TRECHO DO TEXTO:
29.7.09

São José Maria Escrivá - Modelo de Vida Sacerdotal


Identidade do sacerdote

Começarei a minha intervenção com umas palavras que S. Josemaria costumava dirigir aos recém ordenados, mas que nos servem também – e talvez mais especialmente – a nós que contamos muitos anos de sacerdócio. Dizia: «sede, em primeiro lugar, sacerdotes; depois sacerdotes; sempre e em tudo, só sacerdotes». Nesta afirmação transparece o seu altíssimo conceito do sacerdócio ministerial, pelo que uns pobres homens – que isso somos todos diante do Senhor – são constituídos servos de Cristo e administradores dos mistérios de Deus (1 Cor 4, 1). Tão firme era a sua fé na identificação sacramental com Cristo que se leva a cabo no sacramento da Ordem, que o seu único sinal de glória, ao lado do qual empalideciam todas as honras da terra, era simplesmente ser sacerdote de Jesus Cristo.

DADOS APRESENTADOS:
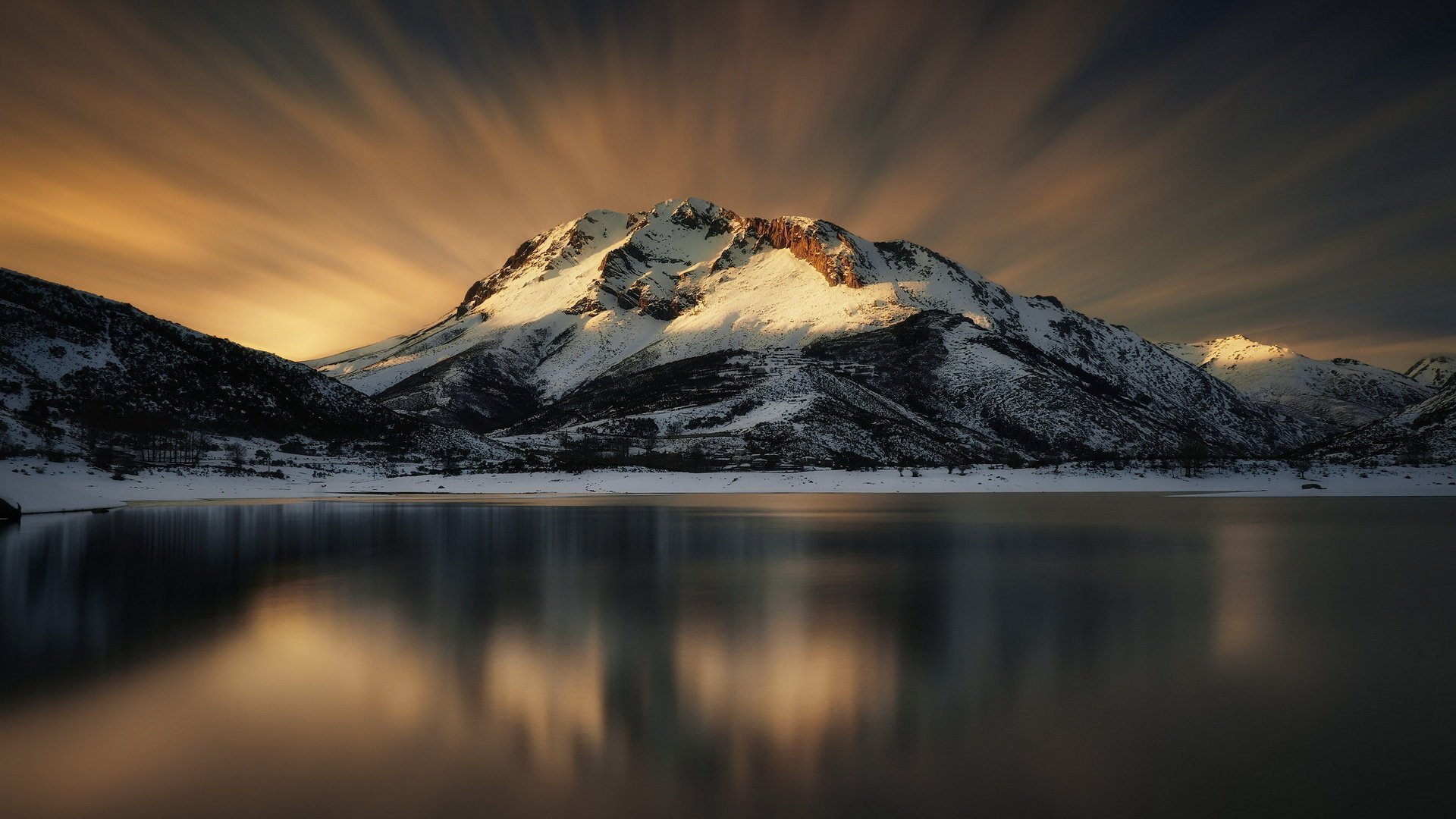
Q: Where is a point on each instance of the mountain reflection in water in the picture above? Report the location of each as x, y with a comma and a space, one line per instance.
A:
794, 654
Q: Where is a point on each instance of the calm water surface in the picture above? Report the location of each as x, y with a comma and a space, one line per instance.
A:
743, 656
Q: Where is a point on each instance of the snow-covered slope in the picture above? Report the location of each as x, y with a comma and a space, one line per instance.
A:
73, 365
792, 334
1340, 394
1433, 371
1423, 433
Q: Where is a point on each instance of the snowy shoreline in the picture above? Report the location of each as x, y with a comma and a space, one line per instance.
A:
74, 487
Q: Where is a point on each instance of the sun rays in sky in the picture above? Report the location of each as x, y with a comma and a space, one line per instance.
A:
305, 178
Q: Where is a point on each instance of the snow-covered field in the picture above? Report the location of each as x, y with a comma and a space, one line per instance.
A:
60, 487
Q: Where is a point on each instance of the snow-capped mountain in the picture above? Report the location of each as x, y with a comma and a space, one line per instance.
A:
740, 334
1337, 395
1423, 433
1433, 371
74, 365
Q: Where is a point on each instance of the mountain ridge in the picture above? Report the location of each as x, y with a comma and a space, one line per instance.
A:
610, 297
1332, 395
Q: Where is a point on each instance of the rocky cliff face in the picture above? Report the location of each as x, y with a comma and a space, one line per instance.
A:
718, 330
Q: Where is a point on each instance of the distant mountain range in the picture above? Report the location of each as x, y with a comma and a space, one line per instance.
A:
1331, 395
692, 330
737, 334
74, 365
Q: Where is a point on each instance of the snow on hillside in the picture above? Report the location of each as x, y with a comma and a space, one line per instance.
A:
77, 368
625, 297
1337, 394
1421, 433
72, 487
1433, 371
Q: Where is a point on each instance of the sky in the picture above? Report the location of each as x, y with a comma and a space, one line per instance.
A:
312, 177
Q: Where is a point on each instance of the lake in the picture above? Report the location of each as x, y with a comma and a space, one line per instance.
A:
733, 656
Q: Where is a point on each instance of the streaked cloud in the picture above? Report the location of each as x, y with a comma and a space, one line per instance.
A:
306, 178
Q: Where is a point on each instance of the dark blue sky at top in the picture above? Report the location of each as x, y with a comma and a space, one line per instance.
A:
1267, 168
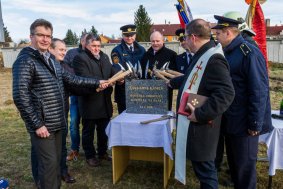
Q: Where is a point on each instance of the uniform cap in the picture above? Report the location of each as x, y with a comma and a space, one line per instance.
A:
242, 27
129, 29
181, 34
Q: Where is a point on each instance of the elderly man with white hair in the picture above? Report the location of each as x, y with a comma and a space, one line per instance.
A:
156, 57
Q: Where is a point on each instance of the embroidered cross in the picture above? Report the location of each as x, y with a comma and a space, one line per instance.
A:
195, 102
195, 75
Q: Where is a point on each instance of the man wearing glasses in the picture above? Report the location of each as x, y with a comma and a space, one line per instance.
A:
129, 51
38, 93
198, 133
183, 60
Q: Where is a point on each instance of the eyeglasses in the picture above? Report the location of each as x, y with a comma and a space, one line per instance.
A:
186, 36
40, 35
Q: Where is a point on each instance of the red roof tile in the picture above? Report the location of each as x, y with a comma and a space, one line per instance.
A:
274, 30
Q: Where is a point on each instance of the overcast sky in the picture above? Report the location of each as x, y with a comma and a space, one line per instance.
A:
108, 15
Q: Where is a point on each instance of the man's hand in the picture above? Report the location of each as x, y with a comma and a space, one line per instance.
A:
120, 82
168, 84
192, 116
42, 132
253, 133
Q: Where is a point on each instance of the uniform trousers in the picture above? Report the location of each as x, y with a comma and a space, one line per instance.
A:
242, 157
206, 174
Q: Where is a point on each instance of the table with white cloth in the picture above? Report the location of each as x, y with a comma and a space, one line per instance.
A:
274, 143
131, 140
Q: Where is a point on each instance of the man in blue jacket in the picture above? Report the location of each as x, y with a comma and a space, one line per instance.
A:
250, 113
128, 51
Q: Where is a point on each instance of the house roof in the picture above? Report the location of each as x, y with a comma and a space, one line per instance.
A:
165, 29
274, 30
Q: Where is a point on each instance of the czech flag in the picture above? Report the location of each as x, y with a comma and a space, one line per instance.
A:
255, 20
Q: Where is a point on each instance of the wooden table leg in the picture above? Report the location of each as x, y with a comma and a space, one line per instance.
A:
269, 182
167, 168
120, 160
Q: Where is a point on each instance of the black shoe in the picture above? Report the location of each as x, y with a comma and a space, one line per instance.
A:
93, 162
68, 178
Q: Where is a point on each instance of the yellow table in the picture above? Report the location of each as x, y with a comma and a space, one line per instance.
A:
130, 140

PROBLEMAS A RESOLVER:
• A. Diga se cada uma das afirmações abaixo concorda com o trecho sobre o sacerdócio, respondendo sim ou não e citando literalmente as palavras do trecho que decidem a resposta. (i) S. Josemaria costumava dirigir essas palavras aos recém ordenados. (ii) Quem faz a intervenção tem poucos anos de sacerdócio. (iii) O único sinal de glória de S. Josemaria eram as honras da terra.
• B. Retome o trecho sobre o sacerdócio e continue-o a partir da última frase apresentada.

RESULTADOS:
• A.
(i) Sim: «umas palavras que S. Josemaria costumava dirigir aos recém ordenados».
(ii) Não: «a nós que contamos muitos anos de sacerdócio».
(iii) Não: «o seu único sinal de glória, ao lado do qual empalideciam todas as honras da terra, era simplesmente ser sacerdote de Jesus Cristo».

• B.
Os santos, desde os tempos mais antigos, têm comentado a dignidade do sacerdócio. Vários Papas – entre os quais recordo especialmente S. Pio X, Pio XI e o actual Romano Pontífice – escreveram documentos inesquecíveis, que têm alimentado e continuam a alimentar a nossa vida sacerdotal. Também S. Josemaria nos deixou o seu ensinamento. Numa homilia de 1973, quando se espalhavam vozes confusas sobre a identidade do sacerdote e o valor do sacerdócio ministerial, resumia o seu pensamento com as seguintes palavras: «esta é a identidade do sacerdote: instrumento imediato e diário da graça salvadora que Cristo ganhou para nós. Se se compreende isto, se isto é meditado no silêncio activo da oração, como se pode considerar o sacerdócio uma renúncia? É um ganho impossível de calcular. A Nossa Mãe Santa Maria, a mais santa das criaturas – mais do que Ela, só Deus – trouxe Jesus ao mundo uma vez; os sacerdotes trazem-no à nossa terra, ao nosso corpo e à nossa alma, todos os dias: Cristo vem para nos alimentar, para nos vivificar, para ser, desde já, penhor da vida futura»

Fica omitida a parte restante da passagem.